» Short problem:
Write the next part of the passage about backyard birds, picking up right after its last sentence.

» Provided text:
Tree Swallows nest in cavities and have really adapted well to bird-boxes, such as bluebird houses. Other man-made cavities they can nest in include PVC pipe houses, sometimes found in marshes. In nature they look for tree cavities and often use abandoned Woodpecker holes. Once they have found their home, Tree Swallows like to line their nests with dropped feathers and they have been known to travel long distances to collect features to pad their nest with.

Common Grackles

The Grackle is one of the most beautiful birds you will ever welcome into your yard. The feature that really makes them stunning to watch is their opalescence, a colorful sheen that reflects off of their feathers.

A large black bird, the Common Grackle can be up to 13 inches, making it one of the largest birds to visit your feeder. In keeping with its plumage, the Common Grackle has a black bill, as well as black legs. Its head is actually blue-black and rest of the body is more of a plum-black or bronzed. One of my bird books indicated that bronzed-backed and purple-backed birds are two different subspecies of Common Grackle. No other books make reference to this. I believe that bronzed is the most likely type to be found in New Jersey. The female resembles the male, being only slightly duller in color and slightly smaller in size.

In overall appearance I think that Common Grackles are actually very dinosaur-like. I think it has something to do with their eyes and the slope of their neck to their feet. They remind me of a Velociraptor. Very predatory. Their eyes are another startling feature. Unlike their feathers, their large yellow eyes are unnerving rather than beautiful. Apparently they are not born with yellow eyes. Young Common Grackles start out with brown eyes which grow more yellow as they age.

[Records from a data collection]

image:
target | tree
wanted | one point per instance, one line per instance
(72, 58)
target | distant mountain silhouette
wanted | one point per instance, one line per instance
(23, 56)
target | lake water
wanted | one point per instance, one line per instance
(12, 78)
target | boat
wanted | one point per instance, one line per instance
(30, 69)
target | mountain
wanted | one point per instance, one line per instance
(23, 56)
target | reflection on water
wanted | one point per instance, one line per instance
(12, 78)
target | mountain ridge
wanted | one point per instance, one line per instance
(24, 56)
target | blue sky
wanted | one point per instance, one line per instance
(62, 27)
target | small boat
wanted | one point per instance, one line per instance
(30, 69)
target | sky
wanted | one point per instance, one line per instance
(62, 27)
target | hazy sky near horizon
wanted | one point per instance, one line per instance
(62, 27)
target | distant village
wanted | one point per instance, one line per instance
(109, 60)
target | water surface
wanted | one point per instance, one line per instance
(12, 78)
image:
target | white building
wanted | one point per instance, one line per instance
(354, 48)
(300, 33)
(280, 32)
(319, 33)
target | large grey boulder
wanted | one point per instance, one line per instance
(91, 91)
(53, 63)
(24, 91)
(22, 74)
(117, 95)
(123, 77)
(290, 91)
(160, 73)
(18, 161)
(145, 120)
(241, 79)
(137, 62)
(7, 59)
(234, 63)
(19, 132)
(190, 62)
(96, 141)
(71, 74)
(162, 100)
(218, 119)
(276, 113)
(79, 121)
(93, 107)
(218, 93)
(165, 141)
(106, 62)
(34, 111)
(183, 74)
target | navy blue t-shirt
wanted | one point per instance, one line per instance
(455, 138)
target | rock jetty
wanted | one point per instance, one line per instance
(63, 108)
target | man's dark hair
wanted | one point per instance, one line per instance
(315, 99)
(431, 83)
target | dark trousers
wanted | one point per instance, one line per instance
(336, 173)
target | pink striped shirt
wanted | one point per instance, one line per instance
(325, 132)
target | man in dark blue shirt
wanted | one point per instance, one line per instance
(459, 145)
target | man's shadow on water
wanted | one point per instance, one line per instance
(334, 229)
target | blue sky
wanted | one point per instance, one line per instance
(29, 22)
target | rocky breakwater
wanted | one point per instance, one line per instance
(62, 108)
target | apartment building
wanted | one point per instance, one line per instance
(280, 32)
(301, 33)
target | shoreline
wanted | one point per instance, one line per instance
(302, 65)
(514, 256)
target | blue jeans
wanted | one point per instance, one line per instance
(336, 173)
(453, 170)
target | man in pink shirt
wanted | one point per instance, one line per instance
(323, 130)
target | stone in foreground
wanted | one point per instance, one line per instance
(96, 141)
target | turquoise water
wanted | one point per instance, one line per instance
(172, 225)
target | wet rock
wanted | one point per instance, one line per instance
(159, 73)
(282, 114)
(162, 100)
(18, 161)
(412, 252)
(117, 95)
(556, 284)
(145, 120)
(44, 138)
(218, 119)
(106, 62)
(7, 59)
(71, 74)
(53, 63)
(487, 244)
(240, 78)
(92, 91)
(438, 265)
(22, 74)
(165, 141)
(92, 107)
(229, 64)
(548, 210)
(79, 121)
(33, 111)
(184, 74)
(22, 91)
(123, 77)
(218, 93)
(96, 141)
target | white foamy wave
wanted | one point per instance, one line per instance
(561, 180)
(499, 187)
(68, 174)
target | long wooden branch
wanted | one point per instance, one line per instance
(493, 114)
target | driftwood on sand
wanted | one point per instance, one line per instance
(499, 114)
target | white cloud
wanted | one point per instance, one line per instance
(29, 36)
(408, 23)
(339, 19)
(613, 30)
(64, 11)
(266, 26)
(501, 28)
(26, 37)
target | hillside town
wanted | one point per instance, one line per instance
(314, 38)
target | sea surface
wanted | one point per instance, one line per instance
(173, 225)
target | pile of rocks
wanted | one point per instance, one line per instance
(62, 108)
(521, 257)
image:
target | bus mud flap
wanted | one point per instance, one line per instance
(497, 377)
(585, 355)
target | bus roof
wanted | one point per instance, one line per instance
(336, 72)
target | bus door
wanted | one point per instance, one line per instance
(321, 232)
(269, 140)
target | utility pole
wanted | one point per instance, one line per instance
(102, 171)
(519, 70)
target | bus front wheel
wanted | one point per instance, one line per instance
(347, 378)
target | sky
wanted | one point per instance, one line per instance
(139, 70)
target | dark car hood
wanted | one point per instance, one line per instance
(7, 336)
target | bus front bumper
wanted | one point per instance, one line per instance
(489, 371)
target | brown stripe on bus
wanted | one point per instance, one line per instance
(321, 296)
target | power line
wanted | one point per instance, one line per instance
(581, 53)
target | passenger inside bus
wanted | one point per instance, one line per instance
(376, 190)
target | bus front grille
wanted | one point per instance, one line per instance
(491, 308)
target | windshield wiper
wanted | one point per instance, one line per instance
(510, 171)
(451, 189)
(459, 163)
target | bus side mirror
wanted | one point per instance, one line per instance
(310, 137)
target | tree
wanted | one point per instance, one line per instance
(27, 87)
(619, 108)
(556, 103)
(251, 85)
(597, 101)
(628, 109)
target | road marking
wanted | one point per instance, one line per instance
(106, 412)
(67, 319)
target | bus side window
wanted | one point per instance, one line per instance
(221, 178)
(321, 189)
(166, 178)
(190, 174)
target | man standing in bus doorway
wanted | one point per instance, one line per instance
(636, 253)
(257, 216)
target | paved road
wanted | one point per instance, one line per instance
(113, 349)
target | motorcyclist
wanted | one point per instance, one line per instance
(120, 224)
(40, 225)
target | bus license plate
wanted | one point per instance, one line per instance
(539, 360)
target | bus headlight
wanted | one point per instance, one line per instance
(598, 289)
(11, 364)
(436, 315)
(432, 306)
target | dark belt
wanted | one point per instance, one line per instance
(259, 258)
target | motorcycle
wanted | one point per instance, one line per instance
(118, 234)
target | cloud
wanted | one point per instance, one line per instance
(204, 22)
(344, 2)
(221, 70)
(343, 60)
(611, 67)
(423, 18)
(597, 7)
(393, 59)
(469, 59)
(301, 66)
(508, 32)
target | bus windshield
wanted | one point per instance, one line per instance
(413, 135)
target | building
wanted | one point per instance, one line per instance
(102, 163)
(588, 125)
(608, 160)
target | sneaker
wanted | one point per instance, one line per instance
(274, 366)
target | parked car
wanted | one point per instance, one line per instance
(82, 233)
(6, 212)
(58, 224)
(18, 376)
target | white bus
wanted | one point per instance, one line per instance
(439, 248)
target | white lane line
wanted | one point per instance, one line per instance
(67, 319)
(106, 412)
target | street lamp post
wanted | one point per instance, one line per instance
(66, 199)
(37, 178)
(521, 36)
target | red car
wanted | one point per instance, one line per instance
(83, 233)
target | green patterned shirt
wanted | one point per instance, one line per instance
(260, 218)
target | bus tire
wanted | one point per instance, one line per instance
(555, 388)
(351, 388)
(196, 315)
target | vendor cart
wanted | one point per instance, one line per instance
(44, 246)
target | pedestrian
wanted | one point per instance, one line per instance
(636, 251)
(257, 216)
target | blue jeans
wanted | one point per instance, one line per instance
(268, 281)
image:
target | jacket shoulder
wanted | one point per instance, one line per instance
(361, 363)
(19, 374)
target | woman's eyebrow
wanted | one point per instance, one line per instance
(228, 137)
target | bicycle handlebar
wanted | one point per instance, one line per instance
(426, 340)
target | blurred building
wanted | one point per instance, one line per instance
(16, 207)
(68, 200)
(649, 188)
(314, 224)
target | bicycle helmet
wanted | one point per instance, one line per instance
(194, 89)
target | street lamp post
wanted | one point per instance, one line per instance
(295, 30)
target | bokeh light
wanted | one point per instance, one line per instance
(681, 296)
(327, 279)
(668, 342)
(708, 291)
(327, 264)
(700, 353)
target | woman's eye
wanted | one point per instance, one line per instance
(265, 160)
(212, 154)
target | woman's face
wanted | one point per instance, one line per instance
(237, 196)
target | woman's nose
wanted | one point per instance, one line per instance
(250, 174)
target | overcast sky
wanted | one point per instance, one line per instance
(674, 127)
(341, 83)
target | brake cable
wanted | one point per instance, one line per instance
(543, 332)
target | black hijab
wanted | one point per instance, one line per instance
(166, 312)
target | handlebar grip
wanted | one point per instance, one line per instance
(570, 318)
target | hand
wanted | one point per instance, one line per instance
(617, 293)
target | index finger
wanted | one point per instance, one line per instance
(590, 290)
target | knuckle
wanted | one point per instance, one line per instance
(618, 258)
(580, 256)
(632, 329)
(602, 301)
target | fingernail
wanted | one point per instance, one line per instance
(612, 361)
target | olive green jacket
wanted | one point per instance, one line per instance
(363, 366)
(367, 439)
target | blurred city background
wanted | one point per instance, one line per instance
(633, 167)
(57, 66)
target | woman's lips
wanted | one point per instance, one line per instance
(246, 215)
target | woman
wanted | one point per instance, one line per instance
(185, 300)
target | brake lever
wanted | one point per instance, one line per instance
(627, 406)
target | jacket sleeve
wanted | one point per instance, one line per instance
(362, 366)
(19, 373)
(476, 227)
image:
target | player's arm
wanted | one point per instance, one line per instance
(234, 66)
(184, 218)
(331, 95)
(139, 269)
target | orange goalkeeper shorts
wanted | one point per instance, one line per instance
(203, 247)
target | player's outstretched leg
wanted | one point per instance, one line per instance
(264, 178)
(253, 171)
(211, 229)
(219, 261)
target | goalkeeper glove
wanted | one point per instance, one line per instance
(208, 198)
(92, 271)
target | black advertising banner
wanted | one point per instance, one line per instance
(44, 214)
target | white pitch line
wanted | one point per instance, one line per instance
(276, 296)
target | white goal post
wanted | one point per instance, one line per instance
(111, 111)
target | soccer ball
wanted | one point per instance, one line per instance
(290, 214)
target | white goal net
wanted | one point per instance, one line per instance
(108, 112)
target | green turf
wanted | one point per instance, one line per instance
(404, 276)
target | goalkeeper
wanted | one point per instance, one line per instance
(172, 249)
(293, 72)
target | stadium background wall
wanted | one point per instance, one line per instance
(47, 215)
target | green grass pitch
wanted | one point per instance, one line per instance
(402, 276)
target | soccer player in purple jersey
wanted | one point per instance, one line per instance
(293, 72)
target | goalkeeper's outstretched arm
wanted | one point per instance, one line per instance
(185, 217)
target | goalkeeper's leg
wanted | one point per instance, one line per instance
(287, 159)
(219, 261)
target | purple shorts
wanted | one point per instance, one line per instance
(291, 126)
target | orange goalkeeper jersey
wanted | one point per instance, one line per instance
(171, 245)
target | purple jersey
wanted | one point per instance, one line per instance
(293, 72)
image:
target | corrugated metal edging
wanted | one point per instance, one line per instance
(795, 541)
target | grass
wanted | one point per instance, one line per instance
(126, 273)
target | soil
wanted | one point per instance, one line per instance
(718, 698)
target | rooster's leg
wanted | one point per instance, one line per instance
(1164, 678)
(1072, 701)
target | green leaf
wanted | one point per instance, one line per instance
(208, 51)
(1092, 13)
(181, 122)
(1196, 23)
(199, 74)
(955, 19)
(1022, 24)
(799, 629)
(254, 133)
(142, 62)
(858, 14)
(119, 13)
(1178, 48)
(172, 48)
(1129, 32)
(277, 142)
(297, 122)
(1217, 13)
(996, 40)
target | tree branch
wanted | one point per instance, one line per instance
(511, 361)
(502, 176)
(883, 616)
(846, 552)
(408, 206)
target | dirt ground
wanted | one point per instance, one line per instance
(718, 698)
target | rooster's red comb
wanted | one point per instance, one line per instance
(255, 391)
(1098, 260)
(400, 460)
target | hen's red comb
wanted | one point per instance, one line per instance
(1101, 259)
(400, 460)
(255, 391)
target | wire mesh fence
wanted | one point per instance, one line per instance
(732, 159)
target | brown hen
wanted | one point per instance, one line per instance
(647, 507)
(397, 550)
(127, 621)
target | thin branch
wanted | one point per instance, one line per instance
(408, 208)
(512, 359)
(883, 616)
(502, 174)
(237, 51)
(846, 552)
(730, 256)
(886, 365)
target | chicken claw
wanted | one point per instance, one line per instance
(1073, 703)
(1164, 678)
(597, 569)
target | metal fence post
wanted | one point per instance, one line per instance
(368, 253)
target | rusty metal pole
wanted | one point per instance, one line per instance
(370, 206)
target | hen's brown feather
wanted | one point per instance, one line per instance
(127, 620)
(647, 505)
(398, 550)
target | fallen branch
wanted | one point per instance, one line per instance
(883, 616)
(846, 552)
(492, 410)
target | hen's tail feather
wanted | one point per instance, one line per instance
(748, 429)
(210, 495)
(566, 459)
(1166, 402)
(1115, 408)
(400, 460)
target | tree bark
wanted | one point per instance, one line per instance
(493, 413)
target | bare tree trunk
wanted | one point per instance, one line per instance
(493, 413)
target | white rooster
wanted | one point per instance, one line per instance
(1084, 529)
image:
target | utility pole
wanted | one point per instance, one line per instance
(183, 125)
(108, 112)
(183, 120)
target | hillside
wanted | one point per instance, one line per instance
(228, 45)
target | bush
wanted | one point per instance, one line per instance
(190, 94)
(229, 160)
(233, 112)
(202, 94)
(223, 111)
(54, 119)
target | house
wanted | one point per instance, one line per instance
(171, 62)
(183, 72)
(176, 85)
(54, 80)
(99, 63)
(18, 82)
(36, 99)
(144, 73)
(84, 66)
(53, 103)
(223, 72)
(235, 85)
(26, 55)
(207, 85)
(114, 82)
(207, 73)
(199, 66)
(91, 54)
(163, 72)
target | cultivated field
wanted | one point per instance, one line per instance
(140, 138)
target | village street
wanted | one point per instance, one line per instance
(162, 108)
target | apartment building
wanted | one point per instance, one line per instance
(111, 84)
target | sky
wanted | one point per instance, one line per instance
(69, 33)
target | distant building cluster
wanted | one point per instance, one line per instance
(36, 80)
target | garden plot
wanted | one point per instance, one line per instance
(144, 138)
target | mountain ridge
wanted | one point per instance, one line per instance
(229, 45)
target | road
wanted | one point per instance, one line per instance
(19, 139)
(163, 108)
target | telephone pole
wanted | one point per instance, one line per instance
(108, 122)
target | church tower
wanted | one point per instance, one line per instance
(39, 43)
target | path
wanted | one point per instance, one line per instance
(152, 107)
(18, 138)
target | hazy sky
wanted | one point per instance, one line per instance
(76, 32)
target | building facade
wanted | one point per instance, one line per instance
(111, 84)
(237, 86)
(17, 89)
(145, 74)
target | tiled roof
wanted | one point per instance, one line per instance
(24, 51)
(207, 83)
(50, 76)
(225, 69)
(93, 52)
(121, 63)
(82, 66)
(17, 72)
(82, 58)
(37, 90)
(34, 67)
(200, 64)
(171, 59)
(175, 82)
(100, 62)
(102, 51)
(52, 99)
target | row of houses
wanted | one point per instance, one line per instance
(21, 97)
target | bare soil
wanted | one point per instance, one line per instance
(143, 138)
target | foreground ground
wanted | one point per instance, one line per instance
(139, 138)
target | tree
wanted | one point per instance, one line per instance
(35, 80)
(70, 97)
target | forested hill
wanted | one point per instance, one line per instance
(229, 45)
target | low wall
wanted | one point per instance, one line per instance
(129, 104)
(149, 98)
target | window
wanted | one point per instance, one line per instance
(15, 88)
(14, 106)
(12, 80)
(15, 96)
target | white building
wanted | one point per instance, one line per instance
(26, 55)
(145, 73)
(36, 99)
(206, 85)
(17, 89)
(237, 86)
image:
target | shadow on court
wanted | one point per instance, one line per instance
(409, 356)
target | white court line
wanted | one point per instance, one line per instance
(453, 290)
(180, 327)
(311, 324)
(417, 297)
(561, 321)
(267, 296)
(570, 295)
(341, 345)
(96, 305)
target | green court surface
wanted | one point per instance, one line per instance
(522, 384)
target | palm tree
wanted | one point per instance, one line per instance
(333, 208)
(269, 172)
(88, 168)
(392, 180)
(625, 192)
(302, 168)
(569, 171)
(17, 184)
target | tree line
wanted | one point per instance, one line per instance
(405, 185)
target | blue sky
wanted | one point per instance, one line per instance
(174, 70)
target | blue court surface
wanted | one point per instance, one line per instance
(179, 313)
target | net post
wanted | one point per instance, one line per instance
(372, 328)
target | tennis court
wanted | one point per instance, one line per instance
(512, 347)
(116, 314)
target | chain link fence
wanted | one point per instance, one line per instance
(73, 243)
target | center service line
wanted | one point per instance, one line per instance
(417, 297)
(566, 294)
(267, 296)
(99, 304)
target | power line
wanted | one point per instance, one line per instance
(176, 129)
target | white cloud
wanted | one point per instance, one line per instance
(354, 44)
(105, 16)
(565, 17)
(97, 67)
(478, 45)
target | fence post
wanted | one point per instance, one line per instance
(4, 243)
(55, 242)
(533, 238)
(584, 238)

» Result:
They have a varied diet that includes insects, seeds, invertebrates, eggs, nestlings, fish, small vertebrates, fruit, grain and nuts. They will gratefully partake at the seed or suet feeder. They also have strong muscles that help them to open their mouths with focus, a tool which they employ to pry open spaces and get at insects and other small prey.

The Common Grackle is present in New Jersey year-round, but is much more common in the summer than the winter. In the winter they are more likely to be found near farmland where they have an easier time finding food. Grackles often flock in large groups that can include up to 75 pairs. Their winter or migration flocks, which often include other species such as starlings and blackbirds, have been known to number in the tens of thousands.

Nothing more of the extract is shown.